### Instructions to follow
Copy all of the material exactly. Pictures are not to appear in the copy.

### Listing
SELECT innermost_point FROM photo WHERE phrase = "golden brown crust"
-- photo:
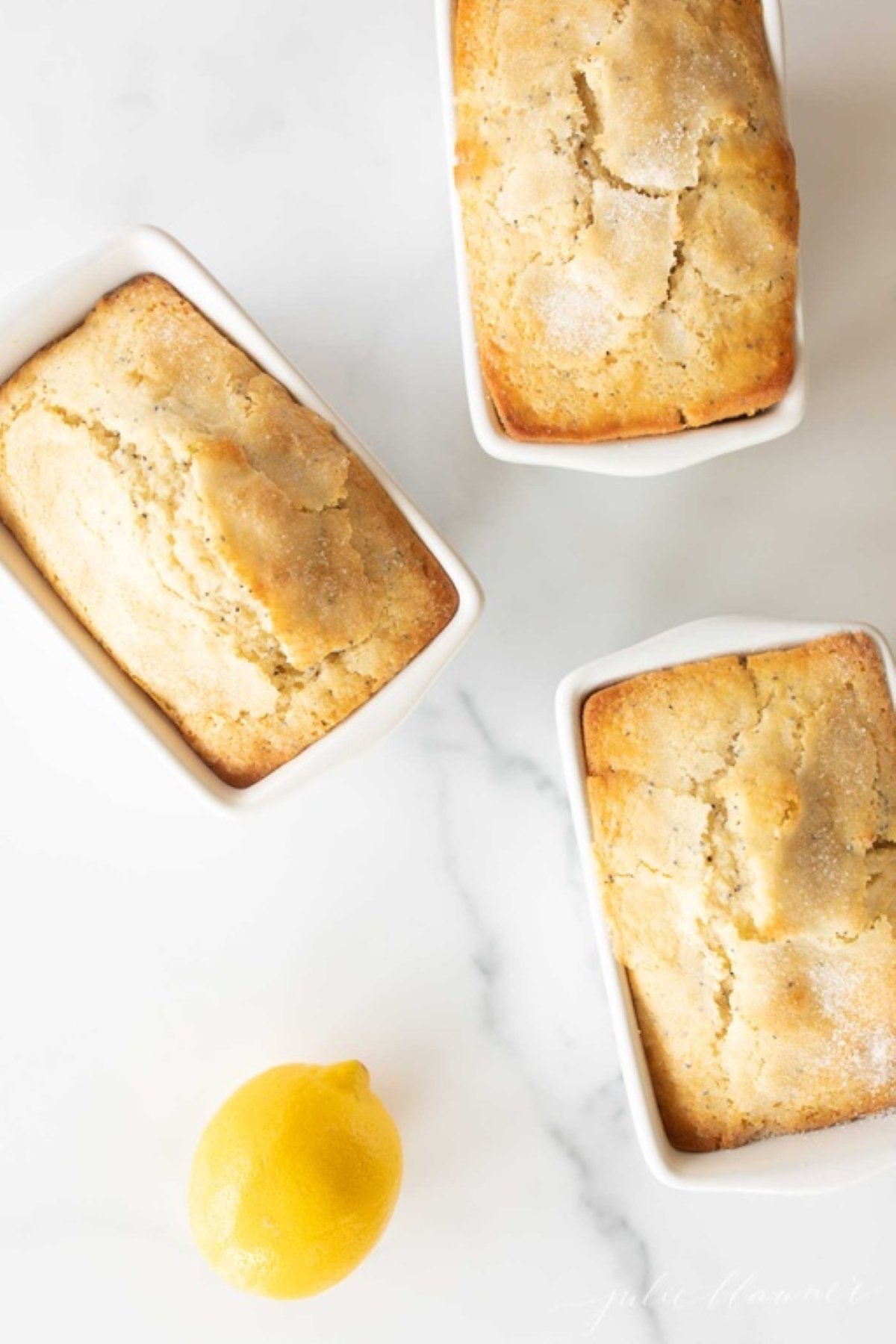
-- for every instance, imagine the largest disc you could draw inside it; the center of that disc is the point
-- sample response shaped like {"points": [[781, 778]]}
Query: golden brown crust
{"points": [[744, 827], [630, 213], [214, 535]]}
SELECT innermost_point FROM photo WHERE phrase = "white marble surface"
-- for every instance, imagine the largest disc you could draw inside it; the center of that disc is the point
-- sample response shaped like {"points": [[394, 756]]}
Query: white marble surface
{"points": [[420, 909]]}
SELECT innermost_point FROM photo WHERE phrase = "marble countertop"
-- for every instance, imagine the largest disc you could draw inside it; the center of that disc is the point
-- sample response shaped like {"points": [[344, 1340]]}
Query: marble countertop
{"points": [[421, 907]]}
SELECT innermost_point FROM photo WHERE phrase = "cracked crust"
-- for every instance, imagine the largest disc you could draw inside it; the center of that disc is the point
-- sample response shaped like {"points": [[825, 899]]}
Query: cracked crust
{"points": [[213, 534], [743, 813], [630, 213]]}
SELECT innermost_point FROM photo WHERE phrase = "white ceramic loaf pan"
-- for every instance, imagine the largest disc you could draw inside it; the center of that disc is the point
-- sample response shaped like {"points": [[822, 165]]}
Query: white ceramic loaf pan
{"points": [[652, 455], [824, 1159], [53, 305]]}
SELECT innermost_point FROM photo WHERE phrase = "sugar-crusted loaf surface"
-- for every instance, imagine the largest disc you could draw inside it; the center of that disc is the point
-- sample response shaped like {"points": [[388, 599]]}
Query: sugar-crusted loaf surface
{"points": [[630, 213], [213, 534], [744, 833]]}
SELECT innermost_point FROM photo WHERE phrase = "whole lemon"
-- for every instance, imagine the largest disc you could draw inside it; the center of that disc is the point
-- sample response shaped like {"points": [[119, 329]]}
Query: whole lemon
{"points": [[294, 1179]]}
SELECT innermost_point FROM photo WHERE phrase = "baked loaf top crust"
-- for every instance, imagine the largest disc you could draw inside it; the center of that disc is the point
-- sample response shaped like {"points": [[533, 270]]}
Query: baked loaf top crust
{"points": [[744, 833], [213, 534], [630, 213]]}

### Response
SELECT innermost_point FROM photo WHERE phrase = "golden brown crust"
-- photo:
-- for every instance, imagine the largest disc you could draw inside it; the center of that disc is the point
-- sample response shaped like {"points": [[781, 778]]}
Query: golden brown crust
{"points": [[744, 827], [630, 213], [214, 535]]}
SELECT innermost_point FROM photo WHERE phrase = "white marble surface"
-- for every instance, imagine the largest disc you could draw inside it; the center of that disc is the point
-- sample response shaped like {"points": [[394, 756]]}
Query: white marble surface
{"points": [[420, 909]]}
SELECT innermost_point FROM photo WHERE phrase = "marble countertop"
-- for every instance, imagine the largest disc you could draw inside it; the center of that disc is the point
-- sample response shaped like {"points": [[344, 1340]]}
Query: marble countertop
{"points": [[421, 907]]}
SELECT innermost_point FROM photo WHERE phrase = "cracked crust"
-- for every instance, imagine the largest disc you could draw inside it; the center of that disc is the point
-- sample response shaped like {"points": [[825, 899]]}
Query: cracked crust
{"points": [[213, 534], [743, 813], [630, 213]]}
SELECT innermost_point FROM photo WHERE phrase = "white ceramic loaf pan"
-- for every instance, imagine the largest disc you could draw inside it; the center of that disc is the point
-- sample response shaped like {"points": [[822, 165]]}
Query: white ceramic loaf pan
{"points": [[652, 455], [824, 1159], [53, 305]]}
SELECT innermost_point FROM photo WHERE phrase = "sugar-crusted loaf surface"
-- for every instance, imagine the largest disc you could draw inside it; the center of that disc is the point
-- sample response shaped like {"points": [[388, 599]]}
Query: sugar-crusted loaf surface
{"points": [[630, 213], [213, 534], [744, 833]]}
SELECT innermost_point FROM photo WHERE phrase = "whole lemon"
-- for every instance, imagine the largest disc you could draw inside it; the center of that disc is the point
-- sample response shaped like {"points": [[119, 329]]}
Query: whole lemon
{"points": [[294, 1179]]}
SELECT innermost_point FROM photo WHERE phrase = "baked loaf top crust"
-- for every instance, imagine the largest disc you could draw inside it; the center of that disc is the point
-- sample response shaped like {"points": [[533, 270]]}
Query: baked loaf top crust
{"points": [[744, 833], [213, 534], [630, 213]]}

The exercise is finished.